▸ **What to work on**
Pictures aside, repeat every entry exactly.

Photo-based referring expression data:
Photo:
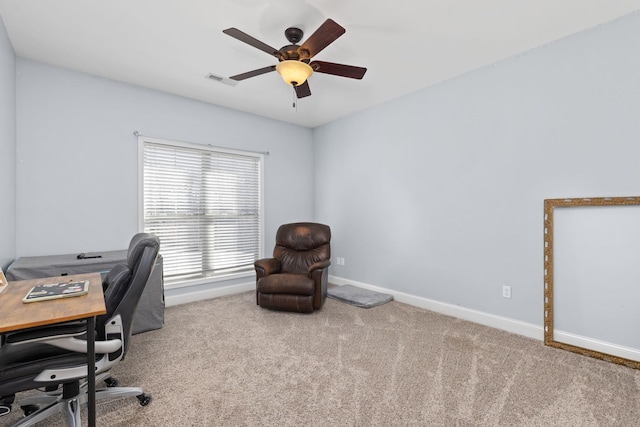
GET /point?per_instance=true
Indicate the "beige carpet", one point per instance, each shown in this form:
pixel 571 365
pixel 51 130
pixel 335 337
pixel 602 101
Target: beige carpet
pixel 227 362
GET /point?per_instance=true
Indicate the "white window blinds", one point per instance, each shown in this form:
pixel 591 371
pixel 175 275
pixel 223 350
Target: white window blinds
pixel 205 206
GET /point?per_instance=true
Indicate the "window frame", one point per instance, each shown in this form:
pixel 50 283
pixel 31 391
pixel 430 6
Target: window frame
pixel 179 283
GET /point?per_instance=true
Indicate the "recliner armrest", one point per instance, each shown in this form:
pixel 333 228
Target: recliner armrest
pixel 267 266
pixel 319 265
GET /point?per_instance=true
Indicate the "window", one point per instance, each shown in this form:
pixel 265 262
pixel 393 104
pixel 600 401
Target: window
pixel 205 205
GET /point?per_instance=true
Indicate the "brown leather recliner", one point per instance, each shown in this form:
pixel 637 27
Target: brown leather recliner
pixel 295 279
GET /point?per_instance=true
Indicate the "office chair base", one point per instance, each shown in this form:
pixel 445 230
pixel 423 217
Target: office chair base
pixel 55 402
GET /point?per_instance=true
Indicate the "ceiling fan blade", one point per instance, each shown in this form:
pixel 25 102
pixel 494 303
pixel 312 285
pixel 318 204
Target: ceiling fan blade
pixel 323 37
pixel 338 69
pixel 303 90
pixel 252 41
pixel 253 73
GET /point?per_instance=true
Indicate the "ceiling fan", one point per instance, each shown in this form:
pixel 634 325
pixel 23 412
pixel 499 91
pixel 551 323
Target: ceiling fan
pixel 295 64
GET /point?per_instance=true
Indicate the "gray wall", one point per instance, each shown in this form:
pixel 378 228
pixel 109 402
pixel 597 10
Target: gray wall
pixel 77 175
pixel 7 149
pixel 440 194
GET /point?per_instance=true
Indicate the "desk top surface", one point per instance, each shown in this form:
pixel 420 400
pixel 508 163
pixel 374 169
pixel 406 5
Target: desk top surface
pixel 15 314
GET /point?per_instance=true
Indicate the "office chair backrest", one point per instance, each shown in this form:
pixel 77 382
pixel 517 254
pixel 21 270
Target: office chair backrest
pixel 125 282
pixel 301 244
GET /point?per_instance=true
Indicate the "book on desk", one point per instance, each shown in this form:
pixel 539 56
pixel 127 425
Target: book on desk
pixel 57 290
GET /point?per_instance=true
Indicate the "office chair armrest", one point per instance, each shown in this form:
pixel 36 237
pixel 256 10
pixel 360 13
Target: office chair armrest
pixel 319 265
pixel 267 266
pixel 80 346
pixel 73 328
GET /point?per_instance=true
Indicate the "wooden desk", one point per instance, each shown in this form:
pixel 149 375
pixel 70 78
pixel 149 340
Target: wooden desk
pixel 18 315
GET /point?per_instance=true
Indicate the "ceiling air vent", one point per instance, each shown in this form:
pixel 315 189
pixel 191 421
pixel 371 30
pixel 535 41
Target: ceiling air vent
pixel 219 79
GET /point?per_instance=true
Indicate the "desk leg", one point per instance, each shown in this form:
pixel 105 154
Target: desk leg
pixel 91 374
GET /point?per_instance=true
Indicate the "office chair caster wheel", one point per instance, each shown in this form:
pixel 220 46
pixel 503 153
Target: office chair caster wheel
pixel 29 409
pixel 111 382
pixel 144 399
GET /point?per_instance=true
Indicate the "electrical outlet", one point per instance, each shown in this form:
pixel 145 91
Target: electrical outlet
pixel 506 291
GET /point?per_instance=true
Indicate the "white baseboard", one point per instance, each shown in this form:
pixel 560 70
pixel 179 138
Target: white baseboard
pixel 186 297
pixel 596 345
pixel 504 323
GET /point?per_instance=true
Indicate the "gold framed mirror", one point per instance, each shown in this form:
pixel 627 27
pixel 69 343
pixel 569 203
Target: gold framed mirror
pixel 587 252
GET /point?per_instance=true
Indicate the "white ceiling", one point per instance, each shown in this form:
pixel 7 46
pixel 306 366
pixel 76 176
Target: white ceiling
pixel 407 45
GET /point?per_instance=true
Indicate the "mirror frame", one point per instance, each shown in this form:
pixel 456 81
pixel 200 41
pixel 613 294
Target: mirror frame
pixel 549 206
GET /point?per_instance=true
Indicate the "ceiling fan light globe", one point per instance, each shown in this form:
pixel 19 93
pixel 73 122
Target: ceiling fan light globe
pixel 294 72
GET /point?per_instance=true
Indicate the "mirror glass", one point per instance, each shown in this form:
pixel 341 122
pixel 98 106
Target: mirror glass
pixel 592 277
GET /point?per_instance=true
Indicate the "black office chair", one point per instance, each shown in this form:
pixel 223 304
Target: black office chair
pixel 54 357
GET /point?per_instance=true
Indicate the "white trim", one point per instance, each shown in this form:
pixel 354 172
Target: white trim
pixel 596 345
pixel 504 323
pixel 187 297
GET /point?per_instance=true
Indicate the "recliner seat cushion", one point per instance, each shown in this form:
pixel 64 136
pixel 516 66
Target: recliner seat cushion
pixel 290 283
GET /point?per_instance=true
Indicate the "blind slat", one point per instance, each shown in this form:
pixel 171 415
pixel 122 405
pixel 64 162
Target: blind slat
pixel 205 207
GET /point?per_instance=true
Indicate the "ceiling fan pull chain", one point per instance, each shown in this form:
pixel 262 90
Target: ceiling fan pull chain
pixel 295 105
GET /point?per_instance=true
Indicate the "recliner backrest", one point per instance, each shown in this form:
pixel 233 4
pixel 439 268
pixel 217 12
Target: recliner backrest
pixel 301 244
pixel 125 283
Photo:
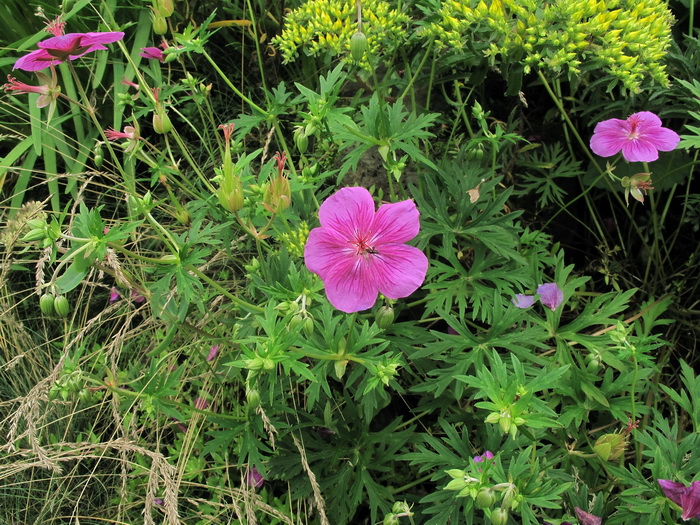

▸ **Answer below**
Photo:
GET /point?per_instance=true
Indicate the "beige carpet", one point per instance, each shown in this form:
pixel 571 365
pixel 51 130
pixel 335 337
pixel 602 101
Target: beige carpet
pixel 227 362
GET /point?per_instance=true
Indicate the "white window blinds", one point per instance, each shown in this form:
pixel 591 371
pixel 175 275
pixel 223 350
Target: white window blinds
pixel 205 206
GET /point?per_instance=true
Indicate the "window frame", one point per instance, each shown in this form:
pixel 50 283
pixel 31 391
pixel 430 6
Target: window frame
pixel 179 283
GET /point?per_instance=true
Indicate the "recliner armrest", one point per instance, each shown in this form:
pixel 333 228
Target: recliner armrest
pixel 267 266
pixel 319 265
GET /point?per_instance=true
Indicate the "window", one point per instance, each shown in this form:
pixel 265 262
pixel 393 104
pixel 600 401
Target: window
pixel 205 205
GET /point?per_instance=true
Indicate the "brown leather recliner", one point per instance, each shown in this form:
pixel 637 27
Target: brown leather recliner
pixel 295 279
GET /point?per_instance=true
Indicate the "office chair base", one point per instance, each shown in this form:
pixel 445 230
pixel 423 217
Target: office chair base
pixel 55 402
GET /point?per_instance=true
Indicate the "ceiling fan blade", one point per instance, each shown in this form:
pixel 25 102
pixel 494 303
pixel 312 285
pixel 318 204
Target: ceiling fan blade
pixel 323 37
pixel 338 69
pixel 303 90
pixel 252 41
pixel 253 73
GET /point?per_instance=true
Indicate the "ceiling fan", one point per instance, each shown in this form:
pixel 634 325
pixel 23 412
pixel 499 91
pixel 551 323
Target: ceiling fan
pixel 295 64
GET /point?per_instance=true
Indicate the "gray wall", one point per instance, each shown in this form:
pixel 378 228
pixel 109 402
pixel 597 10
Target: gray wall
pixel 77 175
pixel 7 149
pixel 440 194
GET /point?per_instance=true
Indicate the "desk top surface", one point per instance, each shown in this form:
pixel 420 400
pixel 508 163
pixel 374 169
pixel 406 5
Target: desk top surface
pixel 15 314
GET /point?per_instance=true
Indicate the "office chair backrest", one point per instance, each shown in this form:
pixel 77 382
pixel 517 254
pixel 21 270
Target: office chair backrest
pixel 125 282
pixel 301 244
GET /point?per_instance=true
Indicate the "book on desk", one point per instance, each shown in this form:
pixel 539 56
pixel 127 425
Target: book on desk
pixel 57 290
GET /point?per_instance=true
Indicate the "office chair armrest", one point per instance, each shown in this form:
pixel 36 237
pixel 256 10
pixel 360 13
Target: office chair armrest
pixel 319 265
pixel 267 266
pixel 80 346
pixel 73 328
GET /point?per_instance=true
Indicate the "wooden desk", one point per instance, each shown in this form:
pixel 149 375
pixel 70 78
pixel 149 340
Target: wooden desk
pixel 18 315
GET /point?per_instance=true
Indicate the "ceiling air vent", one point per instance, each shown in this form:
pixel 315 189
pixel 191 421
pixel 371 30
pixel 535 41
Target: ceiling air vent
pixel 219 79
GET /point?per_instance=true
Indicate the "desk leg", one point per instance, each shown in this form:
pixel 105 154
Target: desk leg
pixel 91 374
GET /point?per_instance=true
Indicate the "office chair caster wheel", one point per instance, each shown in this form:
pixel 220 46
pixel 503 153
Target: office chair caster wheel
pixel 29 409
pixel 111 382
pixel 144 399
GET /point?per_instance=true
Indicate the "electrical outlet", one point per instance, each shown in this form:
pixel 145 91
Target: electrical outlet
pixel 506 291
GET /point?per_instance=true
Indicate the "white baseboard", one point per instance, each shown in this form:
pixel 560 70
pixel 179 138
Target: white baseboard
pixel 186 297
pixel 596 345
pixel 504 323
GET /point?per_instance=true
Indicate the "gold framed mirror", one point per instance, each shown in this form:
pixel 627 27
pixel 69 343
pixel 569 203
Target: gold framed mirror
pixel 587 252
GET /point?per_instance=true
Indicate the "white ceiling", one point per instance, each shown in this form:
pixel 7 46
pixel 306 366
pixel 76 176
Target: white ceiling
pixel 407 45
GET /point?per_instance=true
Indicate the "mirror frame", one point per instance, each shown in this form:
pixel 456 81
pixel 200 41
pixel 613 294
Target: mirror frame
pixel 549 206
GET /point?per_instance=true
Indicate the "ceiling fan light globe", one point per instance, each shown in this form:
pixel 19 93
pixel 73 122
Target: ceiling fan light globe
pixel 294 72
GET /point?per_instance=true
Indicate the "mirror glass", one point per instance, each shown in this form:
pixel 341 122
pixel 98 106
Target: mirror glass
pixel 592 277
GET /point?per_instance=true
Indicate the "black office chair", one point per instance, each shown in this form:
pixel 223 304
Target: black office chair
pixel 54 357
GET /point?per_instance=true
Indicate the "white trim", one point per instance, each shown in this form:
pixel 354 172
Target: white trim
pixel 596 345
pixel 504 323
pixel 187 297
GET /point?per_instance=true
Indicate the "recliner seat cushion", one point per instance, each shown in this form:
pixel 64 136
pixel 516 66
Target: recliner seat cushion
pixel 290 283
GET /point?per_instance=true
Indicate the "blind slat", one point per instance, each shown in this form:
pixel 171 415
pixel 122 405
pixel 64 162
Target: blind slat
pixel 205 207
GET /point?per_instance=true
Indicate the "ceiling fan pull chain", one point per instance, each shown in this form:
pixel 262 90
Target: ceiling fan pull chain
pixel 295 105
GET /point?per_instance=true
Indicate the "recliner backrest", one point per instance, each shown in this form:
pixel 233 4
pixel 439 268
pixel 217 12
Target: recliner backrest
pixel 301 244
pixel 125 283
Photo:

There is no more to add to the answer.